* _Problems to work on_
**A.** Rewrite the passage of the lecture on glueball scattering that begins at the words "So this, from" and ends after "scale like this?", replacing "basic vertex" with "elementary vertex" everywhere.
**B.** Decide whether each statement agrees with the lecture on glueball scattering, answering yes or no and quoting the words from it that decide: (i) the three point function scales as 1 over n; (ii) the effective coupling is the same g as before; (iii) the simplest case looked at is the four point function.
**C.** Continue the lecture on glueball scattering from its final sentence.

* _Text block_

· · · · ·

So each line means an external operator insertions. So if we interpret this as some kind of scattering amplitude, so as generates some kind of scattering amplitude over the n glueballs, then you can show, because of this behavior, you can show, because of this N scaling. And then, again, to leading order, in the N goes to infinity limit, the scatterings are classical.

Classical means-- you said it only involves tree level scatterings. OK?

So now I'm going to show this. This is the conclusion. So now I'm going to justify this statement. So before I start justifying this statement, do you have any questions?

Good. So let me just make a few remarks. So first-- so let's look at the simplest case, which is the three point function. So the three point function can be considered just as effective vertex. It can be considered as an effective vertex of three particles intact with each other. Say one glueball is split into two glueballs, et cetera. OK?

So this, from that definition, scales as 1 over n. OK? This scales as 1 over n. So if we treat it as a basic vertex-- so suppose we treat it. Suppose we treat it as a basic vertex with coupling g. So g is 1 over N. OK.

The from simple, then to easy to see, then tree-level amplitudes for n-particle scattering, n-particle scatterings are precisely scaled as g to the n minus 2, which is n to the power minus 2 minus N. And then this is precisely-- we see for the leading scaling here. OK?

So is this fact obvious to you, that the tree-level scattering for n-particles with basic vertex given by g will scale like this?

AUDIENCE: Sorry. Why is it proportional to g? Because each-- they start in a double line notation. Each line contributes to like a g square. So how that g comes from--

PROFESSOR: Now, which g you are talking about? Oh, no, no, no. Maybe let me call it-- it's a different g. It's a different-- yeah, let me call it kappa. Or let me call it g tilde. Yeah, it's not the same. It's not the same g as before. This is just something I-- [INAUDIBLE] there. I just call it some kind effective coupling. Yeah?

· · · · ·

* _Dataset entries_
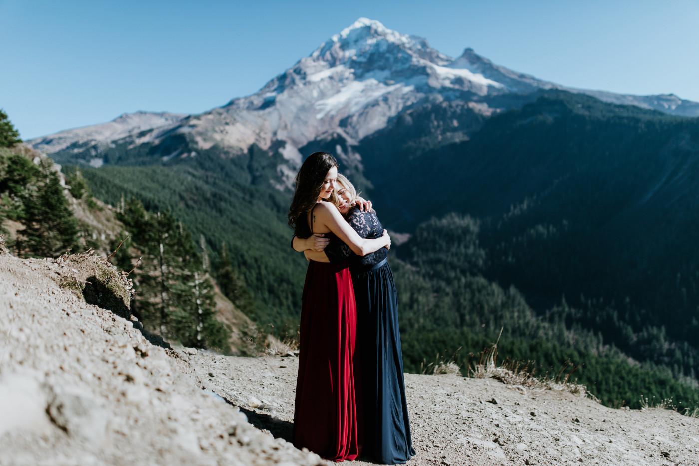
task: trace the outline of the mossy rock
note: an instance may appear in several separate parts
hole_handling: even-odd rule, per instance
[[[131,318],[131,280],[99,257],[87,254],[64,256],[58,260],[68,274],[62,285],[78,294],[89,304]]]

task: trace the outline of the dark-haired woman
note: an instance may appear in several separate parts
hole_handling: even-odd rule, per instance
[[[333,204],[323,202],[333,195],[337,175],[337,162],[329,154],[315,153],[303,162],[289,208],[294,235],[337,237],[359,255],[390,247],[385,231],[375,239],[361,238]],[[354,290],[347,264],[310,261],[301,305],[294,444],[336,461],[354,460],[361,449],[356,327]]]
[[[338,209],[360,236],[373,238],[381,234],[383,228],[376,213],[354,206],[356,190],[342,175],[338,175],[336,194]],[[382,248],[360,257],[338,241],[330,241],[322,252],[317,250],[325,246],[320,239],[294,242],[297,250],[307,249],[304,250],[307,259],[349,264],[356,299],[364,452],[384,464],[405,463],[415,451],[403,380],[398,297],[387,261],[388,251]]]

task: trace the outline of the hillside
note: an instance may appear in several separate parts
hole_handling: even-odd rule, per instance
[[[0,463],[324,464],[284,440],[295,358],[155,346],[138,322],[62,288],[57,268],[0,253]],[[406,386],[408,465],[699,461],[699,418],[674,411],[493,379],[406,374]]]
[[[678,116],[696,104],[568,90],[363,20],[210,112],[31,142],[101,165],[83,173],[103,201],[167,213],[214,260],[226,245],[219,285],[282,338],[305,268],[288,246],[291,179],[304,155],[333,153],[410,238],[391,253],[407,369],[465,360],[504,327],[513,358],[582,364],[610,405],[699,402],[699,131]]]

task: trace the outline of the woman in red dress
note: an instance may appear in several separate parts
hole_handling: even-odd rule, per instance
[[[294,235],[326,234],[359,255],[390,247],[385,230],[375,239],[361,238],[333,204],[323,202],[333,195],[337,175],[337,162],[329,154],[317,152],[303,162],[289,208]],[[336,461],[354,460],[361,449],[356,327],[354,290],[347,264],[310,261],[299,329],[294,444]]]

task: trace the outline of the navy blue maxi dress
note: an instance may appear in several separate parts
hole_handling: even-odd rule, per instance
[[[373,212],[352,209],[346,218],[363,238],[383,234]],[[342,241],[331,240],[325,253],[331,262],[346,260],[352,275],[363,395],[363,451],[382,463],[405,463],[415,451],[405,401],[398,298],[387,260],[388,250],[382,248],[362,257]]]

· · · · ·

* _Responses per task_
**A.**
So this, from that definition, scales as 1 over n. OK? This scales as 1 over n. So if we treat it as a elementary vertex-- so suppose we treat it. Suppose we treat it as a elementary vertex with coupling g. So g is 1 over N. OK.

The from simple, then to easy to see, then tree-level amplitudes for n-particle scattering, n-particle scatterings are precisely scaled as g to the n minus 2, which is n to the power minus 2 minus N. And then this is precisely-- we see for the leading scaling here. OK?

So is this fact obvious to you, that the tree-level scattering for n-particles with elementary vertex given by g will scale like this?

**B.**
(i) Yes: "This scales as 1 over n."
(ii) No: "It's not the same g as before."
(iii) No: "the simplest case, which is the three point function."

**C.**
Yeah. Just imagine you have a process whose basic interaction vertex is g tilde, and g tilde is order 1 over N. And then the tree-level scattering for n particle will depend on this coupling to be g tilde to the n minus 2. OK? So this clear to you? Yeah. You can just draw a tree diagram. You can see the immediate tree. OK?

So this is consistent. So this behavior is consistent to interpret that as a tree. But you don't actually have to assume the basic three-point vertex. So you can also say-- you can also include-- higher order vertices. But your vertices which include should be consistent with this scaling. OK? Suppose if you're want to inclue four-particle vertices.

And then this should scale as g tilde squared, which is N to the minus 2, because the four-point connective function should scale as minus 2. And similarly, if you have a five-point vertex, then it should scale as g tilde to the cube, which is N to the minus 3. The five-point function should scale as N minus 3. OK?

So you can also add such higher order vertices as far as you are consistent with this large N scaling. So then you can easily convince yourself that even including such higher order vertices does not change this conclusion, that the N-point tree-level amplitude, again for n-particles, will scale like this. OK? Will not change that conclusion.

So this is second statement. And these two statements, just to give you a heuristic way to see that this kind of scaling can be generated-- indeed, generated by tree-level scatterings.

So now I'm going to prove that in the large N limit to leading order, in N, in any such kind of correlation functions, there are no more than one-- there's no more-- there are only, maybe. Let me just say it easier. There are only one particle intermediate states.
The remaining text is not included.